# Stated exercise 1
Transcribe from the thread on the muddy barn lot, without any change, the part that opens with the words containing "What is the" and closes with "manure hauling equipment?".
-- start of Page extract --
# Muddy Barn Lot



## caseyweiss (May 26, 2005)

Hello all,

After all of this melted snow and heavy rain, my barn lot is a muddy mess. I have a relatively new pasture, so I am trying to keep my cattle off of it but it has made my fenced lot even worse. The barn and tramp shed all have concrete floor but I feed round bales outside. My questions....

What is the cost of concrete in your area? Are there any alternatives to concrete that will work as well?

What type of thickness is neccesary for cattle and manure hauling equipment?

How would you design a concrete lot for cattle? I am thinking about a fenceline feeder with headlocks on the east side and concrete wall on the south side. The north and west side would be the barn.

How much slope do put in and do I use any kind of safety grooving?...and do I make a manure holding area?

As you can tell, I really hate mud. Any thoughts would be very helpful.

Thanks,

Casey


----------



## pygmywombat (Sep 7, 2002)

Concrete is not good for large animals. It is painful for them to stand on for long periods of time, they can slip and hurt themselves, and it can be a really PITA to clean unless you have a high- powered pressure washer! Our barnyard is gravel, compacted. Keeps things relatively clean and is easy on the animals. Cheap, too. Cows just come hand in hand with mud, its part of the package.


----------



## Rod_ (Nov 6, 2005)

I use a small disc to till the yard. Here it just takes a few days of turning the soil and it is dry after a large amount of moisture. Thay make really small ones you can pull behind a garden tractor but you will need chains on the tires to pull it. I think the brand is Worksaver. Costs about 600 bucks new; a lot cheeper than concrete and the tilled soil is easer on the cows.


----------



## caseyweiss (May 26, 2005)

Rod,

In some places, the mud is almost two feet thick. I won't get my garden tractor through, I can barely get the 4020 through. I would like to get to the point where I can have a good solid pack in the barn, a clean barn lot, and a good, firm pasture. Our farm buildings were not built for cattle but we are slowly converting them over . Thanks for all the inputs.

Casey


----------



## JeffNY (Dec 13, 2004)

I suggest calling a local gravel place, have them bring in several loads of bankrun gravel. Pack it down. Actually with the mudd as thick as it is, maybe some #2 stones, then bank run gravel on top of it. We put a bunch of bankrun in the barnyard, no mud. Also I am keeping them off it, only to be let on it when they are outside. Bankrun won't hurt their hooves, and tends to pack nicely.


Jeff


----------



## evermoor (Nov 20, 2004)
-- end of Page extract --
# Stated exercise 2
From the records below, extract every line that contains the string "standing", treating uppercase and lowercase letters as distinct.
-- start of Material provided --
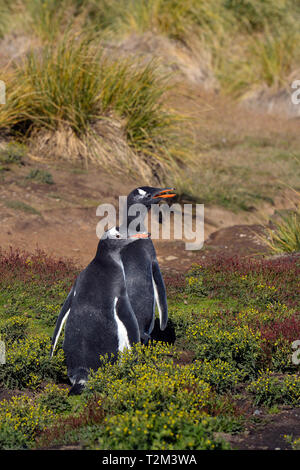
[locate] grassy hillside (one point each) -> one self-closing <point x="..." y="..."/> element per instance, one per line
<point x="234" y="322"/>
<point x="79" y="89"/>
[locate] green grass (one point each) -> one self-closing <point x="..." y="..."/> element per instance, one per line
<point x="71" y="88"/>
<point x="236" y="320"/>
<point x="21" y="206"/>
<point x="40" y="176"/>
<point x="284" y="236"/>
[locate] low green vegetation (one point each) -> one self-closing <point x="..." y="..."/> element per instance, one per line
<point x="235" y="320"/>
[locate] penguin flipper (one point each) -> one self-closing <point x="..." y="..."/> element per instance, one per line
<point x="62" y="317"/>
<point x="126" y="315"/>
<point x="160" y="294"/>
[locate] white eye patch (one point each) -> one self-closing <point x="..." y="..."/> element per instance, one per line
<point x="113" y="233"/>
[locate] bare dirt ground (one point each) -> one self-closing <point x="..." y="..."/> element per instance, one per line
<point x="61" y="219"/>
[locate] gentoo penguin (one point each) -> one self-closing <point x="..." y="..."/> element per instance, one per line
<point x="97" y="313"/>
<point x="144" y="281"/>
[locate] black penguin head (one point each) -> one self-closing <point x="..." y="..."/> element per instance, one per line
<point x="117" y="239"/>
<point x="147" y="195"/>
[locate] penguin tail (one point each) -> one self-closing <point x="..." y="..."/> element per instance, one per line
<point x="77" y="389"/>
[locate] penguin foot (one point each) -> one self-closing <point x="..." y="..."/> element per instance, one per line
<point x="145" y="338"/>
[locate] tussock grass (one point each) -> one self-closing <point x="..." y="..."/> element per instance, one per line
<point x="72" y="96"/>
<point x="285" y="236"/>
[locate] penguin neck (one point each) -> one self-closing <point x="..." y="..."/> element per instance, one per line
<point x="140" y="226"/>
<point x="105" y="256"/>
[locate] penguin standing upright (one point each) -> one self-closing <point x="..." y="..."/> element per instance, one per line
<point x="144" y="281"/>
<point x="97" y="312"/>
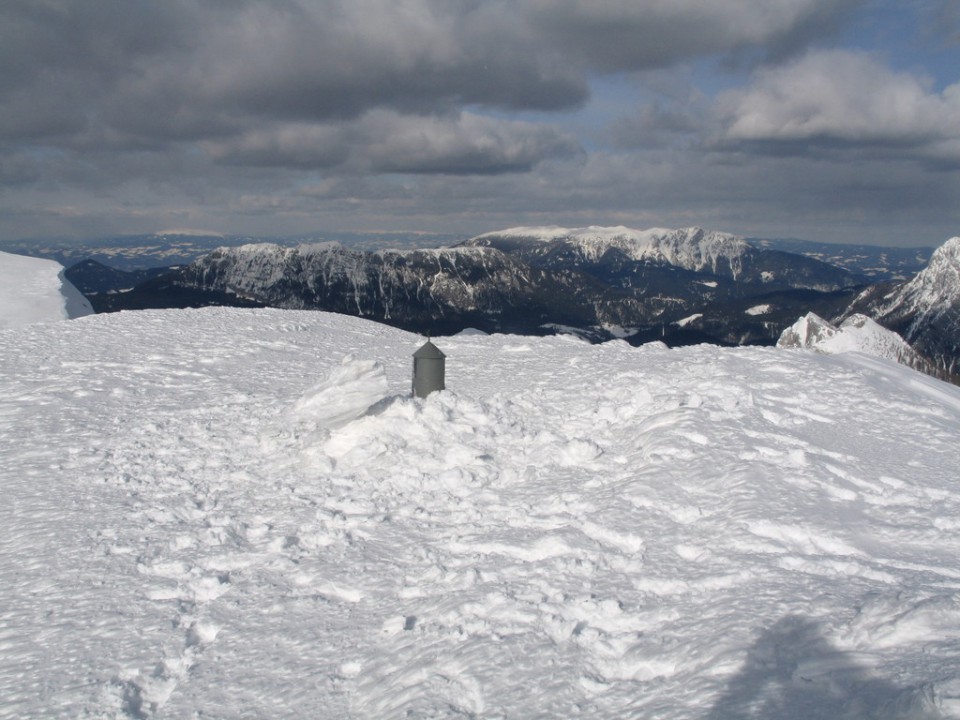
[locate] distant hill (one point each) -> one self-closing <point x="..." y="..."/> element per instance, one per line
<point x="872" y="261"/>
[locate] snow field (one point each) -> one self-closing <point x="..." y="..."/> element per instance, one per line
<point x="35" y="290"/>
<point x="243" y="514"/>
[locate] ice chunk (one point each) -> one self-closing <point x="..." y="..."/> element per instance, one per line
<point x="345" y="395"/>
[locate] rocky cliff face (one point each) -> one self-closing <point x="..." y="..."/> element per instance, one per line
<point x="438" y="290"/>
<point x="615" y="255"/>
<point x="858" y="333"/>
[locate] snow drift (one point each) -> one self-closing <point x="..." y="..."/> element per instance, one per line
<point x="569" y="530"/>
<point x="35" y="290"/>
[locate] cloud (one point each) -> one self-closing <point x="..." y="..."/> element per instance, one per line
<point x="148" y="73"/>
<point x="387" y="142"/>
<point x="617" y="36"/>
<point x="840" y="99"/>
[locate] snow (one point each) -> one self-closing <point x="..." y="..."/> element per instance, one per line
<point x="35" y="290"/>
<point x="243" y="513"/>
<point x="857" y="333"/>
<point x="688" y="320"/>
<point x="691" y="248"/>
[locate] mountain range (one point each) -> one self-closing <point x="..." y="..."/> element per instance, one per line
<point x="681" y="286"/>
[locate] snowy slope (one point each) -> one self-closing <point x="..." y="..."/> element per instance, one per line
<point x="234" y="514"/>
<point x="34" y="290"/>
<point x="926" y="310"/>
<point x="857" y="333"/>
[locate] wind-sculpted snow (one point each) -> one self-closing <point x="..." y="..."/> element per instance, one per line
<point x="227" y="513"/>
<point x="35" y="290"/>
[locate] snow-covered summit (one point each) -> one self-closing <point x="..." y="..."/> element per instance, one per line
<point x="691" y="248"/>
<point x="35" y="290"/>
<point x="227" y="513"/>
<point x="925" y="311"/>
<point x="935" y="289"/>
<point x="857" y="333"/>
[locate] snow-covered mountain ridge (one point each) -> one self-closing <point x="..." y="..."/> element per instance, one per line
<point x="228" y="513"/>
<point x="690" y="248"/>
<point x="925" y="311"/>
<point x="857" y="333"/>
<point x="617" y="283"/>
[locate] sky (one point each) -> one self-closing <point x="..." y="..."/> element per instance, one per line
<point x="828" y="120"/>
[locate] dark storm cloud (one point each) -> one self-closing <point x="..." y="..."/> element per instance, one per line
<point x="443" y="113"/>
<point x="387" y="142"/>
<point x="121" y="71"/>
<point x="832" y="101"/>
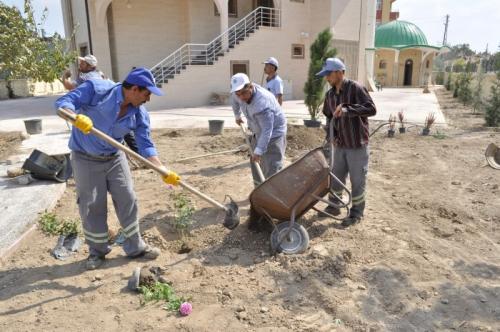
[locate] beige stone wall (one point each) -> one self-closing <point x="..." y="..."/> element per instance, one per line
<point x="180" y="92"/>
<point x="147" y="33"/>
<point x="29" y="88"/>
<point x="151" y="30"/>
<point x="202" y="23"/>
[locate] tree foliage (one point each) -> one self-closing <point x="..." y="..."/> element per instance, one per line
<point x="25" y="52"/>
<point x="492" y="110"/>
<point x="477" y="94"/>
<point x="321" y="49"/>
<point x="464" y="89"/>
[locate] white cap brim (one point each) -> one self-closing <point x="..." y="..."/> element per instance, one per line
<point x="238" y="87"/>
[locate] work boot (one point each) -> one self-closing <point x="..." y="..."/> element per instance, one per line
<point x="330" y="210"/>
<point x="94" y="261"/>
<point x="149" y="253"/>
<point x="350" y="220"/>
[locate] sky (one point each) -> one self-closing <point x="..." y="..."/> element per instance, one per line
<point x="54" y="21"/>
<point x="475" y="22"/>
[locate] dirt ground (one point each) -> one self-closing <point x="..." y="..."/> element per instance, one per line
<point x="425" y="257"/>
<point x="9" y="142"/>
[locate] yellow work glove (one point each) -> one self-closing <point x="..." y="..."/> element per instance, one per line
<point x="84" y="123"/>
<point x="171" y="178"/>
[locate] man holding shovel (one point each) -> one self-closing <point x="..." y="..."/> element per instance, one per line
<point x="348" y="105"/>
<point x="99" y="168"/>
<point x="266" y="121"/>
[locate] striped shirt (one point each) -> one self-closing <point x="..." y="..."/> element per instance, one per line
<point x="351" y="129"/>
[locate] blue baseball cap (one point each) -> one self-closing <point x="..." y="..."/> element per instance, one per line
<point x="271" y="61"/>
<point x="144" y="78"/>
<point x="331" y="64"/>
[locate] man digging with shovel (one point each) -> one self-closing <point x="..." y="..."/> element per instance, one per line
<point x="99" y="168"/>
<point x="266" y="121"/>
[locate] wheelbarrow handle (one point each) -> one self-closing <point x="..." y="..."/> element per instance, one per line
<point x="70" y="116"/>
<point x="260" y="174"/>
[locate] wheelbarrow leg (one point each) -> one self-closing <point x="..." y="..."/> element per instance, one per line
<point x="289" y="238"/>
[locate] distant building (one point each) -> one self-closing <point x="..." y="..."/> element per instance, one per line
<point x="403" y="57"/>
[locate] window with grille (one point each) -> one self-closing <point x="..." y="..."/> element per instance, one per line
<point x="232" y="11"/>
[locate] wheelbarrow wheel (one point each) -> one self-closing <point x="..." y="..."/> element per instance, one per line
<point x="294" y="243"/>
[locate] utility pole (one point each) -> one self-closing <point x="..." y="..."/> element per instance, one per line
<point x="445" y="37"/>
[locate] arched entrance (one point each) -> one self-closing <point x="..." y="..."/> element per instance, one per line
<point x="408" y="72"/>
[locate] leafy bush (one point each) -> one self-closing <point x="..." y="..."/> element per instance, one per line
<point x="492" y="110"/>
<point x="51" y="225"/>
<point x="160" y="291"/>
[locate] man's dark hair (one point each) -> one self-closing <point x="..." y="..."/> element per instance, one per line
<point x="128" y="86"/>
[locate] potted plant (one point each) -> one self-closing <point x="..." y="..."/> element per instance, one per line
<point x="314" y="87"/>
<point x="401" y="117"/>
<point x="429" y="121"/>
<point x="392" y="126"/>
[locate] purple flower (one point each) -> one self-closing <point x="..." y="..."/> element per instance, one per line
<point x="186" y="308"/>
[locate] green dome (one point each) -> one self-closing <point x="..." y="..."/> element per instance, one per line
<point x="399" y="34"/>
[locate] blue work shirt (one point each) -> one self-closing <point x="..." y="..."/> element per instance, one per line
<point x="275" y="85"/>
<point x="100" y="100"/>
<point x="264" y="115"/>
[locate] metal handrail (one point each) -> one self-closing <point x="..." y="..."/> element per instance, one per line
<point x="206" y="54"/>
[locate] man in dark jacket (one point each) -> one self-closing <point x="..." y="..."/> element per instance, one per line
<point x="349" y="105"/>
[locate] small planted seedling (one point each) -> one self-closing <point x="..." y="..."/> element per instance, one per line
<point x="392" y="126"/>
<point x="429" y="121"/>
<point x="184" y="210"/>
<point x="401" y="118"/>
<point x="49" y="225"/>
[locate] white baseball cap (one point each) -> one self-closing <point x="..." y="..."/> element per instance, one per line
<point x="272" y="61"/>
<point x="238" y="81"/>
<point x="90" y="59"/>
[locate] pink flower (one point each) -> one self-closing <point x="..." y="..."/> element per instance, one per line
<point x="185" y="309"/>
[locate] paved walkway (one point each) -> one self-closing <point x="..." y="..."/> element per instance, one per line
<point x="21" y="205"/>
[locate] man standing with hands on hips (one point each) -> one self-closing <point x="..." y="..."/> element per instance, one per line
<point x="348" y="105"/>
<point x="274" y="83"/>
<point x="266" y="121"/>
<point x="99" y="168"/>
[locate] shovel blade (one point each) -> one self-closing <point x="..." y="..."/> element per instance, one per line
<point x="232" y="217"/>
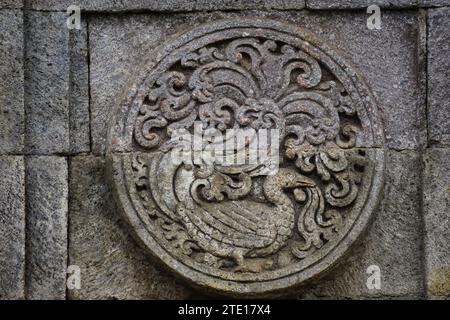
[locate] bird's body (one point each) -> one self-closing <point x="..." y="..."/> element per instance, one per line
<point x="235" y="229"/>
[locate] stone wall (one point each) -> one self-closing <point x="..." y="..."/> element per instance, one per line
<point x="58" y="88"/>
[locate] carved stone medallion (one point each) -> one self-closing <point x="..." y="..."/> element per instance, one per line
<point x="234" y="228"/>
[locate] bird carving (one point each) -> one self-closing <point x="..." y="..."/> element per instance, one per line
<point x="238" y="227"/>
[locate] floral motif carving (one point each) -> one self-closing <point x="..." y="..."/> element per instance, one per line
<point x="234" y="222"/>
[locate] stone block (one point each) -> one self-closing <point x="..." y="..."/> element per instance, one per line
<point x="438" y="76"/>
<point x="171" y="5"/>
<point x="47" y="196"/>
<point x="112" y="265"/>
<point x="47" y="83"/>
<point x="352" y="4"/>
<point x="79" y="90"/>
<point x="390" y="60"/>
<point x="12" y="227"/>
<point x="11" y="84"/>
<point x="434" y="3"/>
<point x="437" y="221"/>
<point x="11" y="4"/>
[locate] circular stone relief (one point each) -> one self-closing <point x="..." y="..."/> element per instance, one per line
<point x="247" y="228"/>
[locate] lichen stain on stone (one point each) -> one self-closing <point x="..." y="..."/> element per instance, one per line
<point x="439" y="281"/>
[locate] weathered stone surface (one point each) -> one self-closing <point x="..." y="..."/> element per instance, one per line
<point x="248" y="238"/>
<point x="438" y="76"/>
<point x="79" y="90"/>
<point x="436" y="188"/>
<point x="47" y="83"/>
<point x="393" y="242"/>
<point x="171" y="5"/>
<point x="112" y="265"/>
<point x="350" y="4"/>
<point x="434" y="3"/>
<point x="390" y="60"/>
<point x="11" y="4"/>
<point x="47" y="206"/>
<point x="12" y="227"/>
<point x="11" y="84"/>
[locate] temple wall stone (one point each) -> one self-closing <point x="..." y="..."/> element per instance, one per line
<point x="59" y="94"/>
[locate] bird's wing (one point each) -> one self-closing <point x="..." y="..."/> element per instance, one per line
<point x="238" y="223"/>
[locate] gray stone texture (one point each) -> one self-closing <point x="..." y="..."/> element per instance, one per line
<point x="434" y="3"/>
<point x="438" y="76"/>
<point x="11" y="4"/>
<point x="393" y="241"/>
<point x="351" y="4"/>
<point x="436" y="188"/>
<point x="47" y="83"/>
<point x="170" y="5"/>
<point x="12" y="227"/>
<point x="11" y="83"/>
<point x="112" y="265"/>
<point x="79" y="90"/>
<point x="47" y="206"/>
<point x="390" y="60"/>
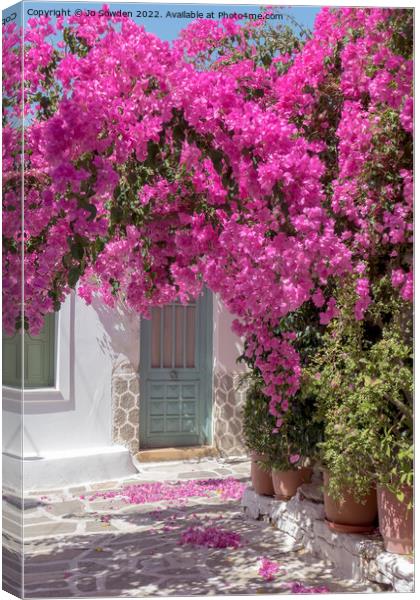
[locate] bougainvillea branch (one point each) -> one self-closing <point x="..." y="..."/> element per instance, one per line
<point x="153" y="169"/>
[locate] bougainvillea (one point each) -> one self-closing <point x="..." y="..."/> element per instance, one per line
<point x="151" y="169"/>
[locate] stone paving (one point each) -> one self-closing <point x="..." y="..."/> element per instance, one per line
<point x="80" y="547"/>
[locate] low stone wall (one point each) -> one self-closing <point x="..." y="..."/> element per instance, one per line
<point x="358" y="557"/>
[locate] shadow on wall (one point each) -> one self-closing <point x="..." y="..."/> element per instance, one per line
<point x="121" y="337"/>
<point x="227" y="345"/>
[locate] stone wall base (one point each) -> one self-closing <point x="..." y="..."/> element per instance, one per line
<point x="357" y="557"/>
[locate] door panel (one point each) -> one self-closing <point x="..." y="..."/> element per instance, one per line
<point x="176" y="354"/>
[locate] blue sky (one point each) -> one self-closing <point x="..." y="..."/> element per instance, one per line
<point x="165" y="28"/>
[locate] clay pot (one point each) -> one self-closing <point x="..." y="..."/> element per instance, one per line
<point x="396" y="520"/>
<point x="286" y="483"/>
<point x="348" y="516"/>
<point x="261" y="480"/>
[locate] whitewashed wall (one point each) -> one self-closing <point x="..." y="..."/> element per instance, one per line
<point x="84" y="429"/>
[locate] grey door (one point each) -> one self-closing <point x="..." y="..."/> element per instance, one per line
<point x="175" y="375"/>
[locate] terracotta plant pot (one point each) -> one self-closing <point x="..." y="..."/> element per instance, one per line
<point x="396" y="520"/>
<point x="261" y="480"/>
<point x="286" y="483"/>
<point x="347" y="515"/>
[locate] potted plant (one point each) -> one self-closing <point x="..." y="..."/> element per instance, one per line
<point x="293" y="450"/>
<point x="258" y="425"/>
<point x="362" y="377"/>
<point x="394" y="458"/>
<point x="336" y="376"/>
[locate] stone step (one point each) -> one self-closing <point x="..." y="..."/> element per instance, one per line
<point x="356" y="556"/>
<point x="181" y="453"/>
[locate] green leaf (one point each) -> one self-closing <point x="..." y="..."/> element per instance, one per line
<point x="77" y="251"/>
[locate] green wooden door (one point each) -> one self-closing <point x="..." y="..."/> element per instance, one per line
<point x="38" y="352"/>
<point x="175" y="375"/>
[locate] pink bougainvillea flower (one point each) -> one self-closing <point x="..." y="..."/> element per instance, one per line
<point x="210" y="537"/>
<point x="299" y="588"/>
<point x="268" y="569"/>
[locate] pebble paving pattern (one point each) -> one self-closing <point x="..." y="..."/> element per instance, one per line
<point x="79" y="543"/>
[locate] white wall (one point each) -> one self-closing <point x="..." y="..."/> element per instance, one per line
<point x="75" y="418"/>
<point x="227" y="346"/>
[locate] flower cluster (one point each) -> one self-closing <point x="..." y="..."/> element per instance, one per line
<point x="148" y="175"/>
<point x="268" y="569"/>
<point x="210" y="537"/>
<point x="229" y="489"/>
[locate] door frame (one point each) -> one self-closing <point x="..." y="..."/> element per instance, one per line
<point x="205" y="338"/>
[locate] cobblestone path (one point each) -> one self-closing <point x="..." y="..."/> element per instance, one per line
<point x="79" y="544"/>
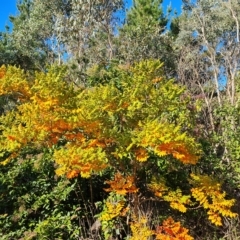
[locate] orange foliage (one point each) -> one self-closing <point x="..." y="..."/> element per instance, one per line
<point x="122" y="185"/>
<point x="171" y="230"/>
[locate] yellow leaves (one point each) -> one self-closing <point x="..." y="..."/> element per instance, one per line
<point x="73" y="160"/>
<point x="141" y="154"/>
<point x="165" y="139"/>
<point x="140" y="229"/>
<point x="2" y="71"/>
<point x="112" y="210"/>
<point x="122" y="185"/>
<point x="158" y="187"/>
<point x="171" y="230"/>
<point x="114" y="207"/>
<point x="208" y="193"/>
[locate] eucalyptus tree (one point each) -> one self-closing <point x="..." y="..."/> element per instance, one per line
<point x="208" y="64"/>
<point x="145" y="34"/>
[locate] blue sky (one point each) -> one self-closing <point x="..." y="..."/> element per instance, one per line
<point x="8" y="7"/>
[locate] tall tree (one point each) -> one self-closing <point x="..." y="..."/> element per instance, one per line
<point x="144" y="34"/>
<point x="208" y="65"/>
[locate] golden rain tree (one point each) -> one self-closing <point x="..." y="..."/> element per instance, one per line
<point x="138" y="124"/>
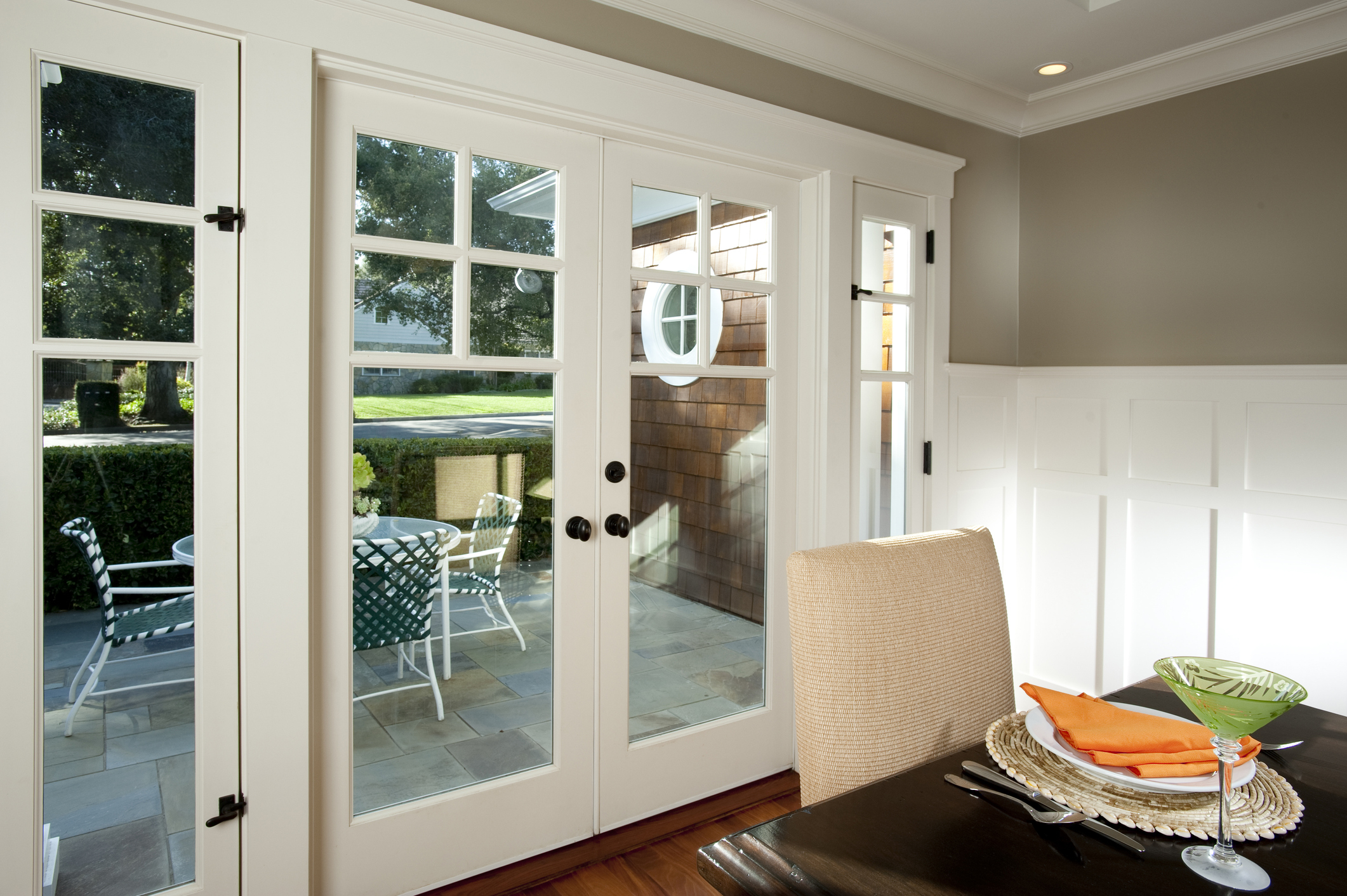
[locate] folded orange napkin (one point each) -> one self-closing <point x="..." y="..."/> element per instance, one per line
<point x="1150" y="746"/>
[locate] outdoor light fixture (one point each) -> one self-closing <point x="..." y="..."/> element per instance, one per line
<point x="1054" y="68"/>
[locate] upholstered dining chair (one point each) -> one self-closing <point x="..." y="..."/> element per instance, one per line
<point x="901" y="654"/>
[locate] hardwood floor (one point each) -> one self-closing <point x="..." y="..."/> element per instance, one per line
<point x="663" y="868"/>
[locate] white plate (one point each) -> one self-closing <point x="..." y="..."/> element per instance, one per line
<point x="1042" y="729"/>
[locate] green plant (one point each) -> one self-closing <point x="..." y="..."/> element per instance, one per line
<point x="140" y="501"/>
<point x="423" y="387"/>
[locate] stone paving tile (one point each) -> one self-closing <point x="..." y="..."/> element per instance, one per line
<point x="706" y="711"/>
<point x="528" y="683"/>
<point x="403" y="778"/>
<point x="427" y="734"/>
<point x="542" y="735"/>
<point x="507" y="715"/>
<point x="150" y="746"/>
<point x="127" y="860"/>
<point x="663" y="689"/>
<point x="182" y="855"/>
<point x="178" y="791"/>
<point x="104" y="800"/>
<point x="500" y="755"/>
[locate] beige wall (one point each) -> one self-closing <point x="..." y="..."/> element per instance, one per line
<point x="985" y="211"/>
<point x="1210" y="228"/>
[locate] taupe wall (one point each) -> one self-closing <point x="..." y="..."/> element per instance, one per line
<point x="1210" y="228"/>
<point x="985" y="211"/>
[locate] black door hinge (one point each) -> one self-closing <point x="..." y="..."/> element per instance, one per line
<point x="230" y="806"/>
<point x="225" y="217"/>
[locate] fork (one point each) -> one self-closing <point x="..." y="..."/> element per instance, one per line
<point x="1039" y="815"/>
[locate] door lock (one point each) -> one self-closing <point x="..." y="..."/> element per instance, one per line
<point x="578" y="529"/>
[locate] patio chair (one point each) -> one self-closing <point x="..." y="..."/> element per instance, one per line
<point x="124" y="627"/>
<point x="900" y="651"/>
<point x="487" y="544"/>
<point x="394" y="584"/>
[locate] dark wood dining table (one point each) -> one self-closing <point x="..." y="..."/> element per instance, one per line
<point x="918" y="836"/>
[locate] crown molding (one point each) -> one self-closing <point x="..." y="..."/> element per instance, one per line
<point x="790" y="33"/>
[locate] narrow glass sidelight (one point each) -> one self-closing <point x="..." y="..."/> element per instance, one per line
-- end of Material provided --
# Expected output 1
What is the cost of concrete in your area? Are there any alternatives to concrete that will work as well?

What type of thickness is neccesary for cattle and manure hauling equipment?

# Expected output 2
[locate] penguin standing upright (one point each) -> one self-closing <point x="..." y="..."/> element per instance, one per line
[locate] man standing with hands on hips (one point each) -> one self-closing <point x="..." y="..."/> element per instance, one per line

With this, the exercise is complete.